Ford announced yesterday that low levels of the bacteria that causes Legionnaires’ disease had been discovered on machinery at the Ford F-150 plant in Dearborn, Michigan. The Ford Rouge complex currently employs about 4,400 people and the F-150, and F-150 Raptor are both constructed at the plant. Of the 4,400 workers at the Rogue complex, 4,200 of them are said to be hourly workers.
Ford said it had told workers low levels of Legionella bacteria had been detected on the site and there was no health risk to employees. Ford says that it has steps in place in its water-quality management program to manage any discovered legionella bacteria found in its F-150 plant and other facilities.
CBS News reports that a Ford spokesperson reached out via email and stated that the equipment where the bacteria was found was immediately disinfected. The spokesperson also confirmed that the level of the bacteria found was very low and presented no health risk to the Rogue F-150 plant workforce. Ford’s spokesperson noted that the automaker was unaware of anyone that had contracted the bacteria.
Legionella bacteria causes Legionnaires’ disease, also known as Pontiac fever, which is a severe form of pneumonia according to the CDC. Symptoms of infection include shortness of breath, headache, fever, and muscle soreness. Most people who contract the disease are treated with antibiotics and recover, but hospitalization is required. The condition is dangerous, and one in ten who contract it die from the disease.
Ford has been talking up its revamped Chicago assembly plant this week. Vehicle production started back up at the facility, and Ford’s $1 billion investment included lots of upgrades to make the workforce more comfortable in the facility, including 41 new break rooms on the factory floor.

- [Dataset excerpts]:
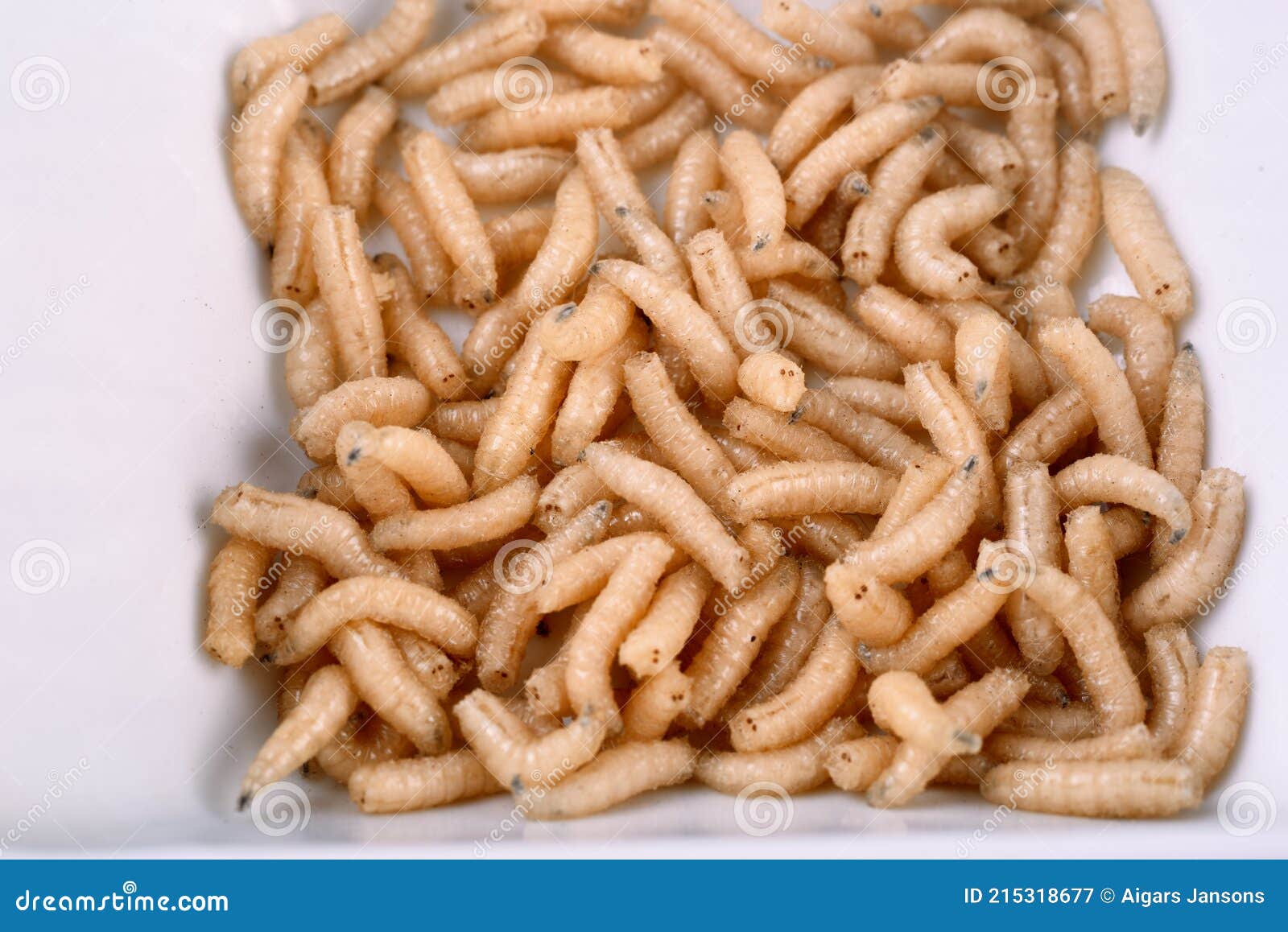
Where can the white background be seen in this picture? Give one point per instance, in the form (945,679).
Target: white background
(132,392)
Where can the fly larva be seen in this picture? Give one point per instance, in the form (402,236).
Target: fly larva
(650,708)
(287,522)
(513,753)
(792,489)
(1094,641)
(925,538)
(796,769)
(857,764)
(734,640)
(860,142)
(1072,80)
(1049,431)
(461,421)
(624,205)
(1143,244)
(695,171)
(1182,586)
(751,174)
(592,648)
(414,337)
(1092,556)
(396,201)
(309,367)
(676,433)
(371,56)
(382,402)
(902,704)
(952,621)
(1099,790)
(352,165)
(1144,64)
(454,218)
(615,777)
(237,578)
(807,703)
(869,435)
(671,501)
(1217,706)
(1104,386)
(527,411)
(680,320)
(487,44)
(324,707)
(487,518)
(349,292)
(1075,221)
(978,708)
(303,191)
(815,111)
(257,144)
(772,380)
(599,12)
(1032,129)
(420,783)
(895,184)
(661,137)
(557,118)
(828,339)
(383,678)
(1107,478)
(751,52)
(594,402)
(1174,665)
(302,47)
(1184,431)
(602,57)
(918,334)
(1030,513)
(923,242)
(983,35)
(955,431)
(716,81)
(518,174)
(433,616)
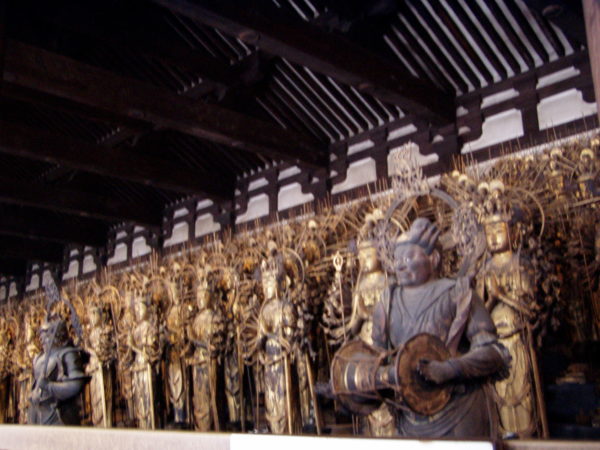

- [Your tasks]:
[A] Echo the article about Legionella at the Ford plant word for word, starting at "Ford has been" and ending at "the factory floor.".
[B] Summarize the article about Legionella at the Ford plant in two sentences.
The items were drawn from a separate source.

- [Exercise responses]:
[A]
Ford has been talking up its revamped Chicago assembly plant this week. Vehicle production started back up at the facility, and Ford’s $1 billion investment included lots of upgrades to make the workforce more comfortable in the facility, including 41 new break rooms on the factory floor.

[B] Ford announced that low levels of the bacteria that causes Legionnaires' disease had been discovered on machinery at its F-150 plant in Dearborn, Michigan, and said there was no health risk to employees. A Ford spokesperson stated that the equipment was immediately disinfected and that the automaker was unaware of anyone who had contracted the bacteria.